[Records from a collection]

○ ○ ○ ○ ○ ○ ○

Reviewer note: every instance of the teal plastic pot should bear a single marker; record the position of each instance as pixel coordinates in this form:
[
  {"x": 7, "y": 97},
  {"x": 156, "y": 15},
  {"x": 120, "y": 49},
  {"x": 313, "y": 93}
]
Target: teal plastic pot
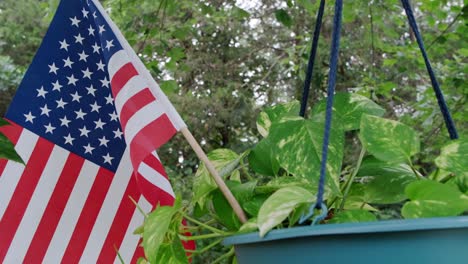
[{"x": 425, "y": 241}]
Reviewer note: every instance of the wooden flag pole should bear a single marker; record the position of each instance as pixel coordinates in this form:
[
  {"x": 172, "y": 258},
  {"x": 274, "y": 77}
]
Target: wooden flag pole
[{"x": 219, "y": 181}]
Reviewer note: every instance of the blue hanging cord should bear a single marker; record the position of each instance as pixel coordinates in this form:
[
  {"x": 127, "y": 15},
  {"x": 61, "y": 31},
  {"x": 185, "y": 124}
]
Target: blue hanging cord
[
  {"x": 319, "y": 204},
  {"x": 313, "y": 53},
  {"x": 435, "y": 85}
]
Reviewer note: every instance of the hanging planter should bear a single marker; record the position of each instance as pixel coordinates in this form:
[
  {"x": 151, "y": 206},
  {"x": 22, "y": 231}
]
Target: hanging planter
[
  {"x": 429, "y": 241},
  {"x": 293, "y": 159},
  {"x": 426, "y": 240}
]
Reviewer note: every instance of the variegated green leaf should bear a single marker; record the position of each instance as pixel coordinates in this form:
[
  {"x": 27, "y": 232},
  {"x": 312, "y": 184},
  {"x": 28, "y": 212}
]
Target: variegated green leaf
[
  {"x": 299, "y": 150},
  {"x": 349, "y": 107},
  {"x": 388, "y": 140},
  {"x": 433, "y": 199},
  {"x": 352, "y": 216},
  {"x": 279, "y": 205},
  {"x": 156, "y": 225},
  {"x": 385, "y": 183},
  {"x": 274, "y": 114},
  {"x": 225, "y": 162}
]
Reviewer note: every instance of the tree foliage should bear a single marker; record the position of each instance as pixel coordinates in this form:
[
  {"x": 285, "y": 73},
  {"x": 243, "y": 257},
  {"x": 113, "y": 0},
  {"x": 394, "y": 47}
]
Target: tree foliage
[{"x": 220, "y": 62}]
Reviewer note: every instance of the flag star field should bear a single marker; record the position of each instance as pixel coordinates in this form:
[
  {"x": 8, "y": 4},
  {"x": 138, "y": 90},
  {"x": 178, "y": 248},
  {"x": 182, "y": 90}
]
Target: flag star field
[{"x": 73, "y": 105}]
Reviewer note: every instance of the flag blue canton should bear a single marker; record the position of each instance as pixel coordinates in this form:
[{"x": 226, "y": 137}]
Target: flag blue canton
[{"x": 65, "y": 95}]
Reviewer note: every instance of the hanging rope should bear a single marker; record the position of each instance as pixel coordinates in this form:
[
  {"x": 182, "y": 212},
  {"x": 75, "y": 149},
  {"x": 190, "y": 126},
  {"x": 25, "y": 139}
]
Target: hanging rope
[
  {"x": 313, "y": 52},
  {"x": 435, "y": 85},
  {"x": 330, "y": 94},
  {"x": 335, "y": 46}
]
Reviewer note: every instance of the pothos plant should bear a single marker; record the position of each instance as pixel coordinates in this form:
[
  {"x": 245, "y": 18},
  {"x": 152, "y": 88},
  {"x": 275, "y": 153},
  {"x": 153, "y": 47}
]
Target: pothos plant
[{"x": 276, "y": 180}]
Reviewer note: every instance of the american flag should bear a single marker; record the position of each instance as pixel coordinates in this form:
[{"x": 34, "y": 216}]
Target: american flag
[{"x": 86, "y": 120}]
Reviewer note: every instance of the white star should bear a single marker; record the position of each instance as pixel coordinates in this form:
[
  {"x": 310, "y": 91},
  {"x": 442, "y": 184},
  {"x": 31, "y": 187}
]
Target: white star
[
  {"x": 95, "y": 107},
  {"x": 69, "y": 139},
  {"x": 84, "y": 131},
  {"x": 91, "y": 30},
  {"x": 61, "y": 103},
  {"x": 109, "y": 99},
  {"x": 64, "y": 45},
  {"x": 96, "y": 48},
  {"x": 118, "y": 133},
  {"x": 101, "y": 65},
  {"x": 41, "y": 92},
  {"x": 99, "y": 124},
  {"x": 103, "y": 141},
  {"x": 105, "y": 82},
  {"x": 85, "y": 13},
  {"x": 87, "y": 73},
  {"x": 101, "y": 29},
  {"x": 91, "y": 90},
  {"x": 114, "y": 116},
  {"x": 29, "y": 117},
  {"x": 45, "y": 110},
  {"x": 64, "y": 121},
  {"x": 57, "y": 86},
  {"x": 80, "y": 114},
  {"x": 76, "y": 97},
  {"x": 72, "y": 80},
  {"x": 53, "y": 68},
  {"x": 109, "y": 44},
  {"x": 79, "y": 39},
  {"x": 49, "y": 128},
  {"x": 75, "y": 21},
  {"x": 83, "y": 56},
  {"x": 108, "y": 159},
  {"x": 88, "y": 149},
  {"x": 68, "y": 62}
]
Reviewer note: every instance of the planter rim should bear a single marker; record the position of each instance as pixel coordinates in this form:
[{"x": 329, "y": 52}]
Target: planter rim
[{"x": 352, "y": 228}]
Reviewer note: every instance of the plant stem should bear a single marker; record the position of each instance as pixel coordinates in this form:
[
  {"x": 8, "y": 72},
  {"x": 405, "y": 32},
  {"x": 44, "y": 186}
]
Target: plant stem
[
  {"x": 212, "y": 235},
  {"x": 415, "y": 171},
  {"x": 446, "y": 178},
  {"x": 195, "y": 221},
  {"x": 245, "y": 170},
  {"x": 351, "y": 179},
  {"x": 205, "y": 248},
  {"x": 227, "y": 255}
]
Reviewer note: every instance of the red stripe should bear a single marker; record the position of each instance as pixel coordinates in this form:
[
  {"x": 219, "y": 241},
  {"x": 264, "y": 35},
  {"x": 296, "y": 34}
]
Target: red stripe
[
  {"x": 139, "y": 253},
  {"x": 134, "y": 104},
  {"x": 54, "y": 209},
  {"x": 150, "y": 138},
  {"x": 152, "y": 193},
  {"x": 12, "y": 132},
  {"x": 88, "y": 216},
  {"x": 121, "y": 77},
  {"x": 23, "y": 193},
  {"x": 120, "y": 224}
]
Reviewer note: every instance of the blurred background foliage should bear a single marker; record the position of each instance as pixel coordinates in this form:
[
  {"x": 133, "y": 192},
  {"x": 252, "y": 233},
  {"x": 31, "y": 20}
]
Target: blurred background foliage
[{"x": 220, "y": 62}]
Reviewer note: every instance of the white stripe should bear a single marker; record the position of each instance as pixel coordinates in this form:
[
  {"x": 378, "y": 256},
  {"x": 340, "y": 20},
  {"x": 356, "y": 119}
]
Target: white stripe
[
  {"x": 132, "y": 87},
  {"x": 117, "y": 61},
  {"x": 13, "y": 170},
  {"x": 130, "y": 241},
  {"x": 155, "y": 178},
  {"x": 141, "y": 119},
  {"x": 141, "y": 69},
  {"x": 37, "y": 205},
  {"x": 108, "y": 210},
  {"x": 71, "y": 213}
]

○ ○ ○ ○ ○ ○ ○

Required task
Rewrite the listing above as a JSON list of strings, one string per line, with blank lines left out. Cover the whole listing, but leave the pictures out of your answer.

Correct result
[
  "Reviewer note: every instance of the teal plastic pot should bear a single marker; record the position of each instance as pixel coordinates in this form:",
  "[",
  "  {\"x\": 7, \"y\": 97},",
  "  {\"x\": 156, \"y\": 15},",
  "  {\"x\": 120, \"y\": 49},",
  "  {\"x\": 313, \"y\": 93}",
  "]",
  "Target: teal plastic pot",
  "[{\"x\": 425, \"y\": 241}]",
  "Reviewer note: every instance of the wooden flag pole should bear a single marker; record the position of each instance as pixel coordinates in this form:",
  "[",
  "  {\"x\": 172, \"y\": 258},",
  "  {\"x\": 274, \"y\": 77}",
  "]",
  "Target: wooden flag pole",
  "[{\"x\": 219, \"y\": 181}]",
  "Reviewer note: every instance of the blue hanging cord should bear a single marker; record the position of each instance as pixel coordinates in this form:",
  "[",
  "  {\"x\": 127, \"y\": 15},",
  "  {\"x\": 61, \"y\": 31},",
  "  {\"x\": 185, \"y\": 124}",
  "]",
  "Target: blue hanging cord",
  "[",
  "  {\"x\": 319, \"y\": 204},",
  "  {\"x\": 313, \"y\": 53},",
  "  {\"x\": 435, \"y\": 85}",
  "]",
  "Reviewer note: every instance of the hanging planter should bear a single marker; record the position of each instance as pixel coordinates in this form:",
  "[",
  "  {\"x\": 151, \"y\": 206},",
  "  {\"x\": 22, \"y\": 231}",
  "]",
  "Target: hanging planter",
  "[",
  "  {\"x\": 429, \"y\": 241},",
  "  {\"x\": 293, \"y\": 159},",
  "  {\"x\": 426, \"y\": 240}",
  "]",
  "Reviewer note: every instance of the variegated green leaf should bear a single marker; record the position of each instance as pixel coordinates in this form:",
  "[",
  "  {\"x\": 27, \"y\": 232},",
  "  {\"x\": 312, \"y\": 184},",
  "  {\"x\": 28, \"y\": 212}",
  "]",
  "Target: variegated green leaf",
  "[",
  "  {\"x\": 299, \"y\": 150},",
  "  {\"x\": 349, \"y\": 107},",
  "  {\"x\": 388, \"y\": 140},",
  "  {\"x\": 433, \"y\": 199},",
  "  {\"x\": 352, \"y\": 216},",
  "  {\"x\": 279, \"y\": 205},",
  "  {\"x\": 156, \"y\": 225},",
  "  {\"x\": 385, \"y\": 183},",
  "  {\"x\": 274, \"y\": 114},",
  "  {\"x\": 225, \"y\": 162}",
  "]",
  "Reviewer note: every instance of the tree foliage should bear a single marker; record the position of each instance as pixel coordinates in this form:",
  "[",
  "  {\"x\": 285, \"y\": 73},",
  "  {\"x\": 243, \"y\": 257},",
  "  {\"x\": 113, \"y\": 0},",
  "  {\"x\": 394, \"y\": 47}",
  "]",
  "Target: tree foliage",
  "[{\"x\": 220, \"y\": 62}]",
  "Reviewer note: every instance of the flag star field should bear a single marker; record the position of each instance as pixel coordinates in this form:",
  "[",
  "  {\"x\": 8, \"y\": 4},",
  "  {\"x\": 138, \"y\": 90},",
  "  {\"x\": 178, \"y\": 248},",
  "  {\"x\": 182, \"y\": 90}",
  "]",
  "Target: flag star field",
  "[{\"x\": 73, \"y\": 105}]",
  "Reviewer note: every instance of the flag blue canton should bear a single marker; record the position of each instance as pixel coordinates in this form:",
  "[{\"x\": 226, \"y\": 137}]",
  "Target: flag blue canton",
  "[{\"x\": 65, \"y\": 95}]",
  "Reviewer note: every instance of the hanging rope should bear a single marker; record the position of each instance as pixel coordinates in this form:",
  "[",
  "  {\"x\": 182, \"y\": 212},",
  "  {\"x\": 75, \"y\": 149},",
  "  {\"x\": 190, \"y\": 126},",
  "  {\"x\": 25, \"y\": 139}",
  "]",
  "Target: hanging rope",
  "[",
  "  {\"x\": 313, \"y\": 52},",
  "  {\"x\": 435, \"y\": 85},",
  "  {\"x\": 330, \"y\": 94},",
  "  {\"x\": 335, \"y\": 46}",
  "]",
  "Reviewer note: every instance of the pothos plant should bear a single marker; record the position of each instance as pixel coordinates in this form:",
  "[",
  "  {\"x\": 245, \"y\": 18},",
  "  {\"x\": 152, \"y\": 88},",
  "  {\"x\": 275, \"y\": 153},",
  "  {\"x\": 153, \"y\": 47}",
  "]",
  "Target: pothos plant",
  "[{\"x\": 276, \"y\": 180}]",
  "Reviewer note: every instance of the american flag should bear a single marker; record the position of each instance as pixel coordinates in this form:",
  "[{\"x\": 34, \"y\": 216}]",
  "Target: american flag",
  "[{\"x\": 86, \"y\": 120}]",
  "Reviewer note: every instance of the white star should bear a single marker; record the position of each instance as pixel coordinates in this form:",
  "[",
  "  {\"x\": 310, \"y\": 91},",
  "  {\"x\": 442, \"y\": 184},",
  "  {\"x\": 31, \"y\": 187}",
  "]",
  "Target: white star",
  "[",
  "  {\"x\": 95, \"y\": 107},",
  "  {\"x\": 69, \"y\": 139},",
  "  {\"x\": 84, \"y\": 131},",
  "  {\"x\": 91, \"y\": 30},",
  "  {\"x\": 61, \"y\": 103},",
  "  {\"x\": 109, \"y\": 99},",
  "  {\"x\": 64, \"y\": 45},",
  "  {\"x\": 96, \"y\": 48},",
  "  {\"x\": 118, \"y\": 133},",
  "  {\"x\": 101, \"y\": 65},",
  "  {\"x\": 41, \"y\": 92},",
  "  {\"x\": 99, \"y\": 124},",
  "  {\"x\": 103, \"y\": 141},",
  "  {\"x\": 105, \"y\": 82},",
  "  {\"x\": 85, \"y\": 13},",
  "  {\"x\": 87, \"y\": 73},",
  "  {\"x\": 101, \"y\": 29},",
  "  {\"x\": 91, \"y\": 90},",
  "  {\"x\": 114, \"y\": 116},",
  "  {\"x\": 29, \"y\": 117},",
  "  {\"x\": 45, \"y\": 110},",
  "  {\"x\": 64, \"y\": 121},",
  "  {\"x\": 57, \"y\": 86},",
  "  {\"x\": 80, \"y\": 114},",
  "  {\"x\": 76, \"y\": 97},",
  "  {\"x\": 72, \"y\": 80},",
  "  {\"x\": 53, \"y\": 68},",
  "  {\"x\": 109, \"y\": 44},",
  "  {\"x\": 79, \"y\": 39},",
  "  {\"x\": 49, \"y\": 128},",
  "  {\"x\": 75, \"y\": 21},",
  "  {\"x\": 83, \"y\": 56},",
  "  {\"x\": 108, \"y\": 159},",
  "  {\"x\": 88, \"y\": 149},",
  "  {\"x\": 68, \"y\": 62}",
  "]",
  "Reviewer note: every instance of the planter rim should bear a single marker; record the position of each instance as pixel coordinates in this form:",
  "[{\"x\": 329, \"y\": 52}]",
  "Target: planter rim",
  "[{\"x\": 352, \"y\": 228}]",
  "Reviewer note: every instance of the plant stem should bear a single marker; record the position of each instance as pixel coordinates in this form:",
  "[",
  "  {\"x\": 8, \"y\": 72},",
  "  {\"x\": 405, \"y\": 32},",
  "  {\"x\": 44, \"y\": 186}",
  "]",
  "Target: plant stem",
  "[",
  "  {\"x\": 212, \"y\": 235},",
  "  {\"x\": 415, \"y\": 171},",
  "  {\"x\": 446, \"y\": 178},",
  "  {\"x\": 195, \"y\": 221},",
  "  {\"x\": 245, \"y\": 170},",
  "  {\"x\": 351, \"y\": 179},",
  "  {\"x\": 205, \"y\": 248},",
  "  {\"x\": 227, \"y\": 255}",
  "]",
  "Reviewer note: every instance of the red stripe should bear a single marker; record the position of each instance as pixel coordinates in this form:",
  "[",
  "  {\"x\": 219, \"y\": 241},",
  "  {\"x\": 264, \"y\": 35},",
  "  {\"x\": 296, \"y\": 34}",
  "]",
  "Target: red stripe",
  "[",
  "  {\"x\": 139, \"y\": 253},",
  "  {\"x\": 134, \"y\": 104},",
  "  {\"x\": 54, \"y\": 209},",
  "  {\"x\": 150, \"y\": 138},",
  "  {\"x\": 152, \"y\": 193},",
  "  {\"x\": 12, \"y\": 132},",
  "  {\"x\": 88, \"y\": 216},",
  "  {\"x\": 121, \"y\": 77},",
  "  {\"x\": 23, \"y\": 193},",
  "  {\"x\": 120, \"y\": 224}",
  "]",
  "Reviewer note: every instance of the blurred background foliage should bear a single marker; record the position of each instance as pixel coordinates in this form:",
  "[",
  "  {\"x\": 133, \"y\": 192},",
  "  {\"x\": 252, \"y\": 233},",
  "  {\"x\": 31, \"y\": 20}",
  "]",
  "Target: blurred background foliage",
  "[{\"x\": 220, \"y\": 62}]",
  "Reviewer note: every instance of the white stripe should bear a single marker; record the position of each instance as pixel coordinates in this form:",
  "[",
  "  {\"x\": 378, \"y\": 256},",
  "  {\"x\": 340, \"y\": 20},",
  "  {\"x\": 356, \"y\": 119}",
  "]",
  "Target: white stripe",
  "[",
  "  {\"x\": 132, \"y\": 87},",
  "  {\"x\": 117, \"y\": 61},",
  "  {\"x\": 13, \"y\": 170},",
  "  {\"x\": 130, \"y\": 241},",
  "  {\"x\": 155, \"y\": 178},",
  "  {\"x\": 141, \"y\": 119},",
  "  {\"x\": 141, \"y\": 69},",
  "  {\"x\": 37, \"y\": 205},",
  "  {\"x\": 108, \"y\": 210},",
  "  {\"x\": 71, \"y\": 213}",
  "]"
]